■ EXTRACTED TEXT

===

# Element to ArtNet to Arduino



## Morydd (Aug 27, 2012)

We're trying to build a prop with several LEDs that (hopefully) can be individually controlled. The idea was to be able to control them via the light board (ETC Element). I've enlisted a friend who's very good with electronics, but has no theatrical background. It looks like we could build an Arduino controller for the LEDs, and it seems like there are ways to get it to interpret ArtNet.

The plan is to use https://www.adafruit.com/products/284 for programming,
this Arduino Uno Ethernet ID: 418 - $65.00 : Adafruit Industries, Unique & fun DIY electronics and kits for the board and then patch the appropriate channels to send ArtNet.


If anyone has any experience with this, and can tell me if we're missing anything critical, I'd appreciate your knowledge. Also, if there is a better way to go about this, I'd like to know.


----------



## cpf (Aug 27, 2012)

How is the arduino connected to the network? Wifi? Ethernet?


----------



## n1ist (Aug 28, 2012)

A quick google search turned up

Arduino Blog » Blog Archive » ArtNet library for Arduino
Arduino based ArtNet Node for led pixels
Arduino artnet to hw sketch - Institute of Intermedia

If they are freestanding props, you may want to make a dmx or artnet to wireless bridge (xbees come to mind here) and just put a receiver in the prop.

===

■ DATA FOR REVIEW
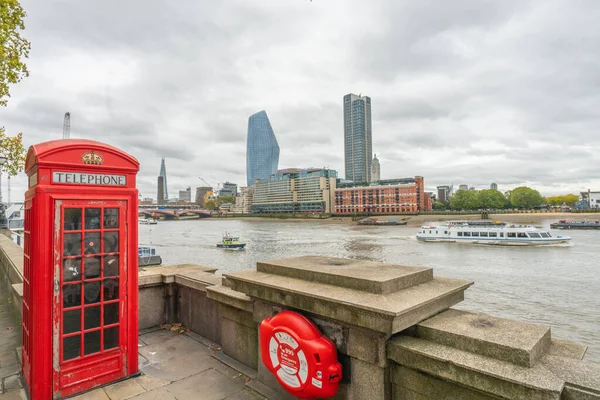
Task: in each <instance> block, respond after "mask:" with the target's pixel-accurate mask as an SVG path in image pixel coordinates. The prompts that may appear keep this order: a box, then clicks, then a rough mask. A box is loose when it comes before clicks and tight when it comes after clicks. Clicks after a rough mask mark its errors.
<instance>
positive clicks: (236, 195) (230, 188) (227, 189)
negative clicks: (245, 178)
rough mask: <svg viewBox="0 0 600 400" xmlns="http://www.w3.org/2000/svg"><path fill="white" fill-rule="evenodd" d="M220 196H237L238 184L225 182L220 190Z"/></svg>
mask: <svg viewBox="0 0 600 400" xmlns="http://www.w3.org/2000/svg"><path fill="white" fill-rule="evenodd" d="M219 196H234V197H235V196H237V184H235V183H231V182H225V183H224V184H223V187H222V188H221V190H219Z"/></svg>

===

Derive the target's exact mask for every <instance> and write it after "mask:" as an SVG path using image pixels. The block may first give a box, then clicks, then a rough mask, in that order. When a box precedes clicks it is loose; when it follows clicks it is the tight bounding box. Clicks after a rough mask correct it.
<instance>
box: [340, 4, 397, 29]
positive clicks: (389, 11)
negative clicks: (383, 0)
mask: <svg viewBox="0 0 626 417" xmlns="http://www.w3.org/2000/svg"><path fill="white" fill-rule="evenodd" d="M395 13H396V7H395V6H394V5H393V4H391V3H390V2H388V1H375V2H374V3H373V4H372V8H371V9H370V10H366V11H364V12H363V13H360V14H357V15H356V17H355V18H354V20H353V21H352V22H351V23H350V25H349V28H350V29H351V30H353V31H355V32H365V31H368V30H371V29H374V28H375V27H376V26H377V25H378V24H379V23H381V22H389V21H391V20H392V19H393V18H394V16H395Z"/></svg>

===

■ BRIEF A
In the forum thread about sending ArtNet from an Element to an Arduino, which light board does the original poster want to control the LEDs from?
■ BRIEF B
Print the passage of the ArtNet-to-Arduino forum thread between "A quick google" and "in the prop.", inclusive.
■ BRIEF C
Proceed with the ArtNet-to-Arduino forum thread from the point where it stops.

■ ANSWER AREA A
An ETC Element.

■ ANSWER AREA B
A quick google search turned up

Arduino Blog » Blog Archive » ArtNet library for Arduino
Arduino based ArtNet Node for led pixels
Arduino artnet to hw sketch - Institute of Intermedia

If they are freestanding props, you may want to make a dmx or artnet to wireless bridge (xbees come to mind here) and just put a receiver in the prop.

■ ANSWER AREA C
/mike


----------



## Morydd (Aug 28, 2012)

I think we're going to do ethernet for this one, it sits on a desk and doesn't move, so one less thing to troubleshoot. For future versions we may go to wifi for ease of placement and wireless. Our current design should (in theory) also be able to trigger relays.

n1ist: Thanks for the links.


----------



## Morydd (Aug 29, 2012)

I was looking at the Element yesterday and I don't know if it actually outputs ArtNet. I saw DMX, EDMX, and ACN as options, but not ArtNet. Am I missing it somewhere?


----------



## ScottT (Aug 29, 2012)

I believe the setting is in the shell, under "Network"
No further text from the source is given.